(Pointing dataset excerpts)
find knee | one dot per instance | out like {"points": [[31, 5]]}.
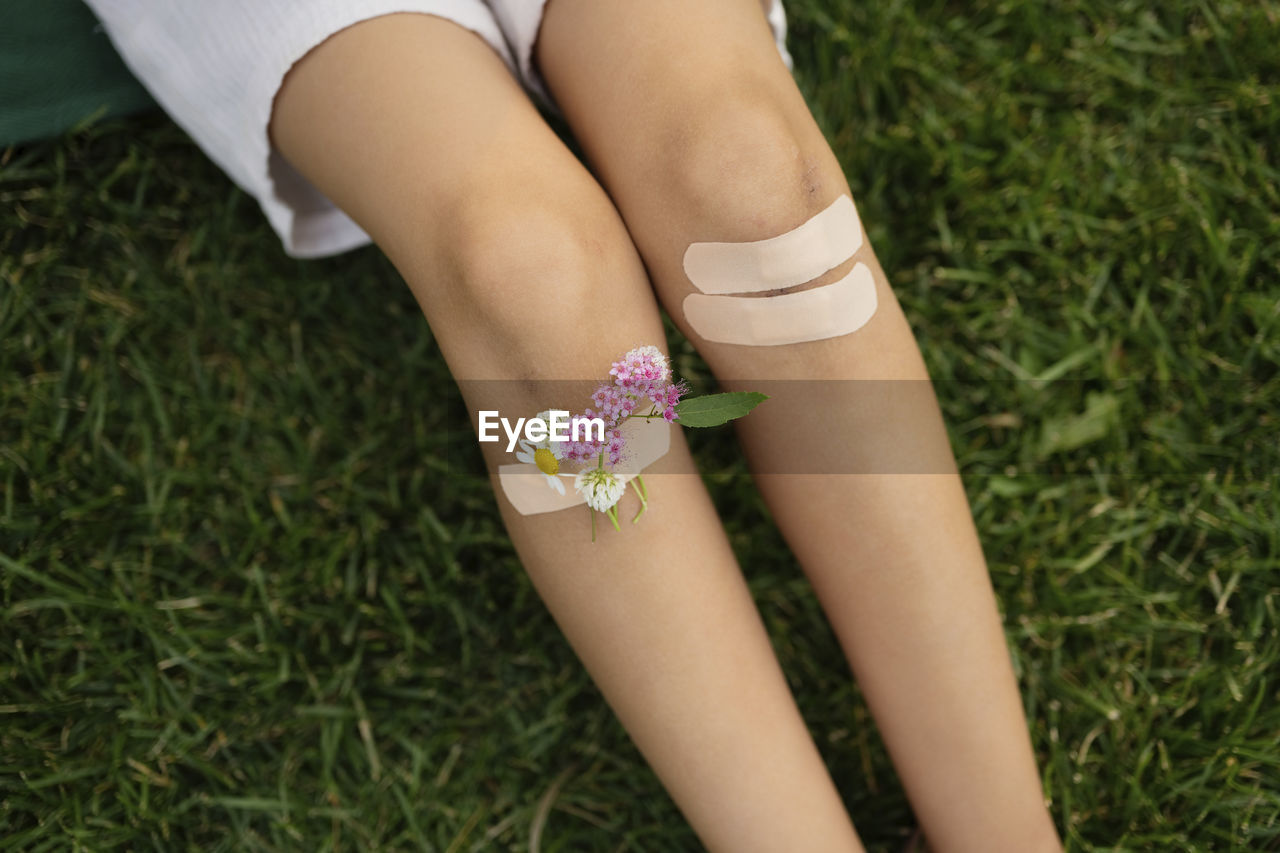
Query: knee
{"points": [[530, 279], [746, 165]]}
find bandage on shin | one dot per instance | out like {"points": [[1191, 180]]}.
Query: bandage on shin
{"points": [[647, 441], [826, 311], [823, 242]]}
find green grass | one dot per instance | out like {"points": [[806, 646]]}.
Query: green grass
{"points": [[242, 606]]}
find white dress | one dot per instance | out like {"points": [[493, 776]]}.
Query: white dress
{"points": [[215, 65]]}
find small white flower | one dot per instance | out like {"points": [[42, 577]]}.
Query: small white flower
{"points": [[600, 488], [544, 455]]}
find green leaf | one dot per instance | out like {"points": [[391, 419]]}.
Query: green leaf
{"points": [[713, 410]]}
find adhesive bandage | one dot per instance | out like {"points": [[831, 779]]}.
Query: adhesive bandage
{"points": [[826, 311], [803, 254], [800, 255], [647, 441]]}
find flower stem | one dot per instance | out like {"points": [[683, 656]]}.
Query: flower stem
{"points": [[638, 484]]}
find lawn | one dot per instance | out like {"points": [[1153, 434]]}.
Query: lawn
{"points": [[246, 603]]}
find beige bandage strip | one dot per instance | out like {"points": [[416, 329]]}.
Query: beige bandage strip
{"points": [[528, 491], [826, 311], [800, 255]]}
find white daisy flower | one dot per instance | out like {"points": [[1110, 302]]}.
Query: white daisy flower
{"points": [[544, 455]]}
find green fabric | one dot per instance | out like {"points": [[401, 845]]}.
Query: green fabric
{"points": [[56, 69]]}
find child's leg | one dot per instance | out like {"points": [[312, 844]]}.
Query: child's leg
{"points": [[699, 133], [525, 270]]}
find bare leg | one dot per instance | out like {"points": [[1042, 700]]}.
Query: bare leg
{"points": [[698, 132], [525, 272]]}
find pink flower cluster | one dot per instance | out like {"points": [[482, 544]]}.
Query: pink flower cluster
{"points": [[641, 375]]}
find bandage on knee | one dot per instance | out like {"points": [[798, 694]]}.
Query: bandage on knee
{"points": [[647, 441], [826, 311], [823, 242], [800, 255]]}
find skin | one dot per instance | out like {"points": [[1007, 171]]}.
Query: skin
{"points": [[531, 269], [515, 254]]}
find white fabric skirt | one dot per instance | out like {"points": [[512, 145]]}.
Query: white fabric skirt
{"points": [[215, 67]]}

▸ Set problem: All the lines above are to be reproduced exactly, except the pictures.

▸ Reply:
find knee | one dot per instance | out like {"points": [[31, 5]]}.
Query: knee
{"points": [[530, 279], [746, 165]]}
find bandage on shin | one dot per instance | out like {"points": [[1191, 180]]}.
Query: bandage on shin
{"points": [[647, 441], [826, 311], [823, 242]]}
find green grass | one dot per instance | out like {"points": [[806, 646]]}.
Query: green grass
{"points": [[242, 606]]}
find white dress | one dot per instance | out like {"points": [[493, 776]]}.
Query: white dress
{"points": [[215, 65]]}
find small white flower | one dot per instance | out like {"points": [[42, 577]]}.
Query: small white flower
{"points": [[600, 488], [544, 455]]}
find green leaf | one dot per instance | out like {"points": [[391, 419]]}.
Query: green leaf
{"points": [[713, 410]]}
find adhesive bandage | one dot per instance | out like {"points": [[831, 779]]}.
Query: adhesive bandage
{"points": [[826, 311], [803, 254], [800, 255], [647, 441]]}
find flower stem | one dot per instance | out like {"points": [[683, 656]]}.
Query: flower stem
{"points": [[638, 484]]}
find lawn | one dot per instance | out like {"points": [[1153, 434]]}.
Query: lawn
{"points": [[246, 603]]}
find beige bandage strip | one dot per instance | out like {"points": [[416, 329]]}.
Query: beige bandage strip
{"points": [[528, 491], [826, 311], [800, 255]]}
find white daisy flower | one dot per instance | out like {"points": [[1110, 302]]}.
Query: white daisy flower
{"points": [[544, 455]]}
find green fabric | one dot per instance | out like {"points": [[401, 845]]}.
Query: green fabric
{"points": [[56, 69]]}
find child's leg | one dot per instance | out like {"points": [[312, 844]]}.
Query: child's leg
{"points": [[699, 133], [525, 270]]}
find bare leg | one dot per instance | out like {"points": [[1042, 700]]}.
Query: bare leg
{"points": [[698, 132], [525, 272]]}
find pink flower cluster | one dot per instance | out like {"points": [[482, 544]]}.
Query: pink flower cluster
{"points": [[641, 375]]}
find bandage on knee | one dot per instance | out like {"points": [[798, 694]]}.
Query: bandage on knee
{"points": [[647, 441], [826, 311], [823, 242], [800, 255]]}
find skin | one dot per instance | out like {"points": [[1007, 171]]}.
Query: skin
{"points": [[531, 269], [515, 254]]}
find white fabric skirt | one dot per instance | out like {"points": [[512, 145]]}.
Query: white fabric skirt
{"points": [[215, 67]]}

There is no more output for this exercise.